## EXTRACTED TEXT

Eating a low-fat diet with plenty of fruits and vegetables could protect women against breast cancer, according to a new study.
Researchers found that women who reduced their consumption of ice cream, cakes and other dairy products were less likely to die from the disease.
Women with a poor prognosis also developed fewer tumours after cutting out fat, said the team, hailing from different institutions including the Hope National Medical Center in California and the Harvard TH Chan School of Public Health.
With one in eight US women developing breast cancer over the course of her lifetime, the researchers hope the findings can help increase the rates of survival in tandem with medical treatment.
For the study, the team looked at almost 49,000 postmenopausal women between the ages of 50 and 79 from the Women’s Health Initiative Dietary Modification trial.

## ENTRIES PROVIDED

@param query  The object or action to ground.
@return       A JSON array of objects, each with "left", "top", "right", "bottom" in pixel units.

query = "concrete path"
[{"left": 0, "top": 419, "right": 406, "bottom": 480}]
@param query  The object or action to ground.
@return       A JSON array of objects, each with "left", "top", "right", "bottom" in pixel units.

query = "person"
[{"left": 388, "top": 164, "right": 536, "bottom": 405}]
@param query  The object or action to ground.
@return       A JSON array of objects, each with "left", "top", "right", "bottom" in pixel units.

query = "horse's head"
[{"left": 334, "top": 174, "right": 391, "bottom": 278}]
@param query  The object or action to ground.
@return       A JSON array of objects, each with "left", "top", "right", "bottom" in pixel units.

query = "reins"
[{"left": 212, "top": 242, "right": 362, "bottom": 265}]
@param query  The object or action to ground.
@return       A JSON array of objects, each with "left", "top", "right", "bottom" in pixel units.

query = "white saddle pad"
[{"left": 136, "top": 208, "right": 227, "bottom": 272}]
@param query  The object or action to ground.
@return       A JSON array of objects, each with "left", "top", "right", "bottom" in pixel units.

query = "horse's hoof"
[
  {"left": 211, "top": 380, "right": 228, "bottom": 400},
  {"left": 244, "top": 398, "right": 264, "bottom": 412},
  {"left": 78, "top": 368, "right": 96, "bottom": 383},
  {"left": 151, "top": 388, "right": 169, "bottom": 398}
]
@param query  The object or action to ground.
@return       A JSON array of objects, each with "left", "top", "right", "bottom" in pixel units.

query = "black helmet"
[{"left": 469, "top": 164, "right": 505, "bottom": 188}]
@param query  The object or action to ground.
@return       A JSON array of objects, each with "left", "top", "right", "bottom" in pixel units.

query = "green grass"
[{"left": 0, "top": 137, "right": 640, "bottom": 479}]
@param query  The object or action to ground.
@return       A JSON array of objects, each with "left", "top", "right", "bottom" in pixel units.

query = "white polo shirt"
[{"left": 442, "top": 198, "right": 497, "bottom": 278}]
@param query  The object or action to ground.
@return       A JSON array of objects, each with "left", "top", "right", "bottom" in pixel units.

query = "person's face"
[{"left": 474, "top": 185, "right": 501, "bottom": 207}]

## TASK OBJECTIVE
Please answer from the breast cancer diet text: how many women did the team look at for the study, and from which trial?

## WORKED SOLUTION
Almost 49,000 postmenopausal women aged 50 to 79 from the Women's Health Initiative Dietary Modification trial.